::: Given data

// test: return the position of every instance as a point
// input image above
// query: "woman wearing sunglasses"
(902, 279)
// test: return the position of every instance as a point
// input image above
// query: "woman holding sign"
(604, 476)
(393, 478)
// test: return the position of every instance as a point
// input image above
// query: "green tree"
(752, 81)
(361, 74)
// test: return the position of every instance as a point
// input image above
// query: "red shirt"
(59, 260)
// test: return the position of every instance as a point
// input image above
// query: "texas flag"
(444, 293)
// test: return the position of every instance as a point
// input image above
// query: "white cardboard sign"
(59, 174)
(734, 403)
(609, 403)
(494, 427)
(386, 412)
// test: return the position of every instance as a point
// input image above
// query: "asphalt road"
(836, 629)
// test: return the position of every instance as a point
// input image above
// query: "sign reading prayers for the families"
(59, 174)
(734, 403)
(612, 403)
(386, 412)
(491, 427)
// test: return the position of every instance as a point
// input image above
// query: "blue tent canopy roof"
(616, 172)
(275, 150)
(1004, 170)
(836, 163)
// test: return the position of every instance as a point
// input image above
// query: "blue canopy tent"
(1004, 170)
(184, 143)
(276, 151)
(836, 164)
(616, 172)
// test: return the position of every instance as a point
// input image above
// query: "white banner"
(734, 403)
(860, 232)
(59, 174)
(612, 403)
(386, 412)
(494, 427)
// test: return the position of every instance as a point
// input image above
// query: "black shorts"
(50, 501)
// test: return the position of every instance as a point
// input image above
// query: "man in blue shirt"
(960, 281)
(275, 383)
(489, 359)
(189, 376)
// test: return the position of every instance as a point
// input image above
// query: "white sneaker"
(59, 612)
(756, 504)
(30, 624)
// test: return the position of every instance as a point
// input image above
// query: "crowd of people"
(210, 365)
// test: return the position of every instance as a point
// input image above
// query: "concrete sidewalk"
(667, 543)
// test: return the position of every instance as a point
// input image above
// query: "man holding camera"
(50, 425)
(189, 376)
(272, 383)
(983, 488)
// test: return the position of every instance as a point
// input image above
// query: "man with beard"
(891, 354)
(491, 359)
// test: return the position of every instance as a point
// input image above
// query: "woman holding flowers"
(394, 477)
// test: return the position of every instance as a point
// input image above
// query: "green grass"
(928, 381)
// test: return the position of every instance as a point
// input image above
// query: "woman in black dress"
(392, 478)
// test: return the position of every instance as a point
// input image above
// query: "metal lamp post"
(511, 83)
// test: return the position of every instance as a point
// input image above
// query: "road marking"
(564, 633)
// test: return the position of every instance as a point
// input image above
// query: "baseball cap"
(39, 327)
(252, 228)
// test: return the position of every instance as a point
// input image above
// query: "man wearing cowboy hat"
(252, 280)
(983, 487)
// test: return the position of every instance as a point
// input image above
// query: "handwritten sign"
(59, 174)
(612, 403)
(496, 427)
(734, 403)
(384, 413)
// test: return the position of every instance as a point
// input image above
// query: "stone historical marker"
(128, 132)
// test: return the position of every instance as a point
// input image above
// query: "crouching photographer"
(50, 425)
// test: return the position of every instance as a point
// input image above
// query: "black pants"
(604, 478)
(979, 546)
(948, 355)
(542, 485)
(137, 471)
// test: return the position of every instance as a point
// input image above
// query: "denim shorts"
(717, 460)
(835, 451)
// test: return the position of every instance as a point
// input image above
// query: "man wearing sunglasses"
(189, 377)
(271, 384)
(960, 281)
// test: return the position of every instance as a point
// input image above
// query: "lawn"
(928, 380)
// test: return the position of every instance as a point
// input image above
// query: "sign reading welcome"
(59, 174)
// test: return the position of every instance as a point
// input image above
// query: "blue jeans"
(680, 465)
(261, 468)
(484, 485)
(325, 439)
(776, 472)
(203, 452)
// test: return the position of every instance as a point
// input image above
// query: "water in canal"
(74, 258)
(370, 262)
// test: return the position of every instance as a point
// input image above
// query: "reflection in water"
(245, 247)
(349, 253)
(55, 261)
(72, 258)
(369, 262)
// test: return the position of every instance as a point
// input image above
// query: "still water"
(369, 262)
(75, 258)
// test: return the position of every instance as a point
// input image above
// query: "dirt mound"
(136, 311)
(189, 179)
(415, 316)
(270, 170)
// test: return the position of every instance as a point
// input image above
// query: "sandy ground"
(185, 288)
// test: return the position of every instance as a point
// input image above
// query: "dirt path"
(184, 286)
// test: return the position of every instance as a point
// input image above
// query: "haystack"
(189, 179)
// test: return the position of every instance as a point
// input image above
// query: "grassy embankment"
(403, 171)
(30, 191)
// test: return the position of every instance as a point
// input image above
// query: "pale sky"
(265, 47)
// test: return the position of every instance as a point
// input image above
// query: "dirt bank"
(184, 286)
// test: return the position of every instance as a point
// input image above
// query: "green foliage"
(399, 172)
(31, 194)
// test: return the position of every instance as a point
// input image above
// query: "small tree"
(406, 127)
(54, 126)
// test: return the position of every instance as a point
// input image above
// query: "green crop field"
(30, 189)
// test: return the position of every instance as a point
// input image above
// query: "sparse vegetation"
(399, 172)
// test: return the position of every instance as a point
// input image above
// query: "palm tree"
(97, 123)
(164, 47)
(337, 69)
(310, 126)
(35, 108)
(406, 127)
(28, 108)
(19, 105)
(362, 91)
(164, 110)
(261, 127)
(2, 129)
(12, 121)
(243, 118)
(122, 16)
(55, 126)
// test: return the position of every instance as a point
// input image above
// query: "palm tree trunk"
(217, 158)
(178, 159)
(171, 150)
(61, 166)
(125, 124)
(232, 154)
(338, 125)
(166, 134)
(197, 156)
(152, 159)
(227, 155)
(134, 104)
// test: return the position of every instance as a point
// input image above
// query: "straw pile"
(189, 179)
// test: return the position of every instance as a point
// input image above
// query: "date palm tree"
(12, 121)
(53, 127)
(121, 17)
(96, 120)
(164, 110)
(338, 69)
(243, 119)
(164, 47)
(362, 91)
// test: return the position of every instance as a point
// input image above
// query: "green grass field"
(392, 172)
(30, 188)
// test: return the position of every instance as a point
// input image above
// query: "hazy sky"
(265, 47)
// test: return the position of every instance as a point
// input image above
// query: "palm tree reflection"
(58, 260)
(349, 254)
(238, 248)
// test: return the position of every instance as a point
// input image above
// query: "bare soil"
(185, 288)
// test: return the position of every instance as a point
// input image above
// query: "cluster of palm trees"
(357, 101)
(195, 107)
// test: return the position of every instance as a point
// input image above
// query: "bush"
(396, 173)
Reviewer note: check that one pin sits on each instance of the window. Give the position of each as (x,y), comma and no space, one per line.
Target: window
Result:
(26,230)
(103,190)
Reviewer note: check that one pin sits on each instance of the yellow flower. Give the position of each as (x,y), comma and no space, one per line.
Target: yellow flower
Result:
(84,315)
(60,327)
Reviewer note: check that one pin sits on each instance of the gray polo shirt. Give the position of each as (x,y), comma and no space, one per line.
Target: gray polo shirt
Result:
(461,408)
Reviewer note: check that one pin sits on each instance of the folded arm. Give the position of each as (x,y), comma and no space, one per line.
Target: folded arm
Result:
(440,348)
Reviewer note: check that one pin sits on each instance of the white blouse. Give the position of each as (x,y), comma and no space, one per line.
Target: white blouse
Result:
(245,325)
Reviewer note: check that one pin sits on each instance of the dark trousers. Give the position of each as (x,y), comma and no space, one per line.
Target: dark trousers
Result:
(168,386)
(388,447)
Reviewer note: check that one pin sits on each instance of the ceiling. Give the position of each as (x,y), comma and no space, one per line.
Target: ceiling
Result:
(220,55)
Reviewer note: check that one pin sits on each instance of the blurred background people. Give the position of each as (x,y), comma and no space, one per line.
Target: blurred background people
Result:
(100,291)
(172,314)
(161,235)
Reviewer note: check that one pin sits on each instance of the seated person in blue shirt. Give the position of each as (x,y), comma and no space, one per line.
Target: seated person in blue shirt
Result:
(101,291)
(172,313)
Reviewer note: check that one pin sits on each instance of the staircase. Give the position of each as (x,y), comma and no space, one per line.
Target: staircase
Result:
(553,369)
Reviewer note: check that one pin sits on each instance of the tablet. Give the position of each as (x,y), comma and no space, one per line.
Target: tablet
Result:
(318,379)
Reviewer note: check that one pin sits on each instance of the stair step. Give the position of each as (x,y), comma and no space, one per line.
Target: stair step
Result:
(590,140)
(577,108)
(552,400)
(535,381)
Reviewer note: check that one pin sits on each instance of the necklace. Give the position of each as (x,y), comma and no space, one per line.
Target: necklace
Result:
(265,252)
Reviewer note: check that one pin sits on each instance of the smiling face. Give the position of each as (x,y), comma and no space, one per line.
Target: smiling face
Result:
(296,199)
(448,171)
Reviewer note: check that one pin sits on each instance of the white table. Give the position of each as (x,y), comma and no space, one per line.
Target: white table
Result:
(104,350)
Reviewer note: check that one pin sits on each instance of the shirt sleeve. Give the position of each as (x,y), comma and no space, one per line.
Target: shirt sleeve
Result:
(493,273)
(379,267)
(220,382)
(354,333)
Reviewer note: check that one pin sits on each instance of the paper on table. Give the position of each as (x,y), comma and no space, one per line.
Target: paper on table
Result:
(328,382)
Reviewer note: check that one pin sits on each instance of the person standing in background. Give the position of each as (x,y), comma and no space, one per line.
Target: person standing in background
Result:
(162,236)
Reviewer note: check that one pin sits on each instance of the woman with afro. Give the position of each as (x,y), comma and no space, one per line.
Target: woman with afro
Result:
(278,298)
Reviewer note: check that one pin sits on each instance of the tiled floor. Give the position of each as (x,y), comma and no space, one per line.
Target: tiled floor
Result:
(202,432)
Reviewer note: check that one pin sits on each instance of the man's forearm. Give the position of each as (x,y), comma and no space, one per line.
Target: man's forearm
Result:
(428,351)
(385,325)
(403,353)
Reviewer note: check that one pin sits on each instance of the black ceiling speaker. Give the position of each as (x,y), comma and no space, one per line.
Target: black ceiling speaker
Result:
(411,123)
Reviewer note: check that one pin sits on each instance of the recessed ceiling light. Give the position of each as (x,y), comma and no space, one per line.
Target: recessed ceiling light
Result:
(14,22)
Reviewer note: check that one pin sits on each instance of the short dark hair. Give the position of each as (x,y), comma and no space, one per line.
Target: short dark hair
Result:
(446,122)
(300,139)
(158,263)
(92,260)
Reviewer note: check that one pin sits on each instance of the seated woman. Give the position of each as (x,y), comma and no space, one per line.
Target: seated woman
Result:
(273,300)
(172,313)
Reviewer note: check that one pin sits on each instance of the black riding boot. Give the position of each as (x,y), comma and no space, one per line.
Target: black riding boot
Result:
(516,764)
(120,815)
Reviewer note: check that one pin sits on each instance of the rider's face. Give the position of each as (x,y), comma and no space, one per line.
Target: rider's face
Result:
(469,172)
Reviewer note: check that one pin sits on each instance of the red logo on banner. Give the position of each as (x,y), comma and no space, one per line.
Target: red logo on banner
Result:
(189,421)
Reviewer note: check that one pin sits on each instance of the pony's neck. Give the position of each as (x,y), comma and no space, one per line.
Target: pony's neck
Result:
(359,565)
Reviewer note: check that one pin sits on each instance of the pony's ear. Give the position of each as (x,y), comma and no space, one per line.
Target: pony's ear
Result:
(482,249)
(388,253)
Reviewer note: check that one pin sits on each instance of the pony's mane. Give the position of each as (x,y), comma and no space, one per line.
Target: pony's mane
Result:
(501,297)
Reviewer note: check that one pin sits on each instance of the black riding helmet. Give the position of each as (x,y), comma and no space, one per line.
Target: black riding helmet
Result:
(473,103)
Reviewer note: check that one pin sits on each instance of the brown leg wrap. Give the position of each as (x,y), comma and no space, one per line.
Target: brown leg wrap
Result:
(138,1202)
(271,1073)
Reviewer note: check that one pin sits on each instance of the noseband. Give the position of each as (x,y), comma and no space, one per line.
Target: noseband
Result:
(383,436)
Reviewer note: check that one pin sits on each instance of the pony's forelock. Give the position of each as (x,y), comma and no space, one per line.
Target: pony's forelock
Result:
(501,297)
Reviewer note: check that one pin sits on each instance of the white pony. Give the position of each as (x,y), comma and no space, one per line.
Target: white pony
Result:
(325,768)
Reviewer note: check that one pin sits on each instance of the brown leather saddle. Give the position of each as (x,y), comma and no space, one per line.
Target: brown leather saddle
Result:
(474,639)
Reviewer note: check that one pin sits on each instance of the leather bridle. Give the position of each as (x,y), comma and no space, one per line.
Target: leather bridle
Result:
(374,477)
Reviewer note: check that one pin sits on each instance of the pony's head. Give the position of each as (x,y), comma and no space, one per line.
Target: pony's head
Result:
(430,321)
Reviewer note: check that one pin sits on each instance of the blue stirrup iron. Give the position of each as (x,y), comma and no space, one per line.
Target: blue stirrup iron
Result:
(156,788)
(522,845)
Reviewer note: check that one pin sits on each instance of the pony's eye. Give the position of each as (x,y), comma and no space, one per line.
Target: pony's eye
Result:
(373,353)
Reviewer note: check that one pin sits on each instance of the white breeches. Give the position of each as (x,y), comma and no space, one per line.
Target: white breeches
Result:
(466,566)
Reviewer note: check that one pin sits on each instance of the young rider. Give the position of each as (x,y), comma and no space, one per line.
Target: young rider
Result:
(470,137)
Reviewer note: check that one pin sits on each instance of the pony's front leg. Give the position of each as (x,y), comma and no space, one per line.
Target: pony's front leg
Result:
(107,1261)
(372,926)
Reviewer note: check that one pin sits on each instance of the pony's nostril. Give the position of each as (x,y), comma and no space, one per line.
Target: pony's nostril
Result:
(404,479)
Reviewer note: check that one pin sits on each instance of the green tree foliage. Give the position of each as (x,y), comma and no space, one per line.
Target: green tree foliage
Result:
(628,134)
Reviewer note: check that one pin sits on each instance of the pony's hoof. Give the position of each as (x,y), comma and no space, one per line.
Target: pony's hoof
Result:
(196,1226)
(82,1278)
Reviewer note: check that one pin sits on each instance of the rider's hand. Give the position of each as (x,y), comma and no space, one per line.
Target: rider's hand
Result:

::::::

§ **Task details**: Nothing but the lines from the line with "of the leather" to the last line of the listing above should appear; please retype them exactly, both ends included.

§ **Task output**:
Reviewer note: check that one pin sits on each instance of the leather bridle. Give the position of each as (x,y), comma and no space, one per line.
Target: leather bridle
Result:
(374,477)
Reviewer note: check that one pin sits on each instance of the pony's head. Give the position of each as (x,y), comma and no space, one per line.
Target: pony's head
Result:
(430,321)
Reviewer note: check that one pin sits on each instance of the blue stirrup iron. Give the position of each as (x,y), comma and no space, one per line.
Target: blue stirrup iron
Result:
(156,788)
(522,845)
Reviewer note: check that one pin sits on each instance of the pony's eye. Give the position of each as (x,y), comma and no space, one per line.
Target: pony's eye
Result:
(373,353)
Reviewer note: check that one pin sits on each instance of the white breeches. Give the position of each as (x,y), comma and no space, one per line.
Target: white breeches
Result:
(466,566)
Reviewer note: check that one pin sits on each instance of the young rider. Give the position of each as (x,y), comma and no space, one per line.
Target: young rider
Result:
(470,137)
Reviewer note: check that one pin sits on each instance of the pony's front leg. Give the position of each as (x,y), comma and no space, one per line.
Target: pony's front leg
Result:
(107,1261)
(372,926)
Reviewer note: check that one pin sits on each instance of the pony's nostril. Give the position of each as (x,y), comma and no space, one per line.
Target: pony's nostril
Result:
(404,479)
Reviewer note: check that one pin sits on each instance of the green tree foliage. Give the position of each as (x,y), comma and no space, one per line.
Target: green tree foliage
Result:
(628,134)
Reviewer note: check that one pin sits on each instance of the pony's hoof. Give the position of each as (x,y), comma and no space, one per line.
Target: pony's hoof
Result:
(196,1226)
(82,1278)
Reviewer note: check that one pin sits on each instance of the rider's hand. Give the position of each as (x,y), comma and no space, one per line.
Target: rider's hand
Result:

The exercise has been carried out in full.